→ YOUR OBJECTIVE
Render the records below as a two-column CSV with the header instruction,output and one row for each record. Put the record's text in instruction and its answer in output, wrapping each field in double quotes and replacing line breaks with spaces.

→ DATA TO USE
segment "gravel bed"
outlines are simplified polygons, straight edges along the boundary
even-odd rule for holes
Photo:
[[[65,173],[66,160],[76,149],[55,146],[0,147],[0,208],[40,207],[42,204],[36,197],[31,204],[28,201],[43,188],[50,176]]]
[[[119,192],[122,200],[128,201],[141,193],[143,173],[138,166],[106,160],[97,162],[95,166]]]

→ SOLUTION FOR THIS PROBLEM
instruction,output
"segment ""gravel bed"" outlines are simplified polygons, straight edges along the boundary even-odd rule for holes Photo:","[[[65,173],[66,160],[76,149],[55,146],[0,147],[0,208],[40,207],[42,204],[36,197],[31,204],[28,201],[43,188],[50,176]]] [[[119,192],[122,200],[128,201],[141,193],[143,173],[138,166],[106,160],[97,162],[95,166]]]"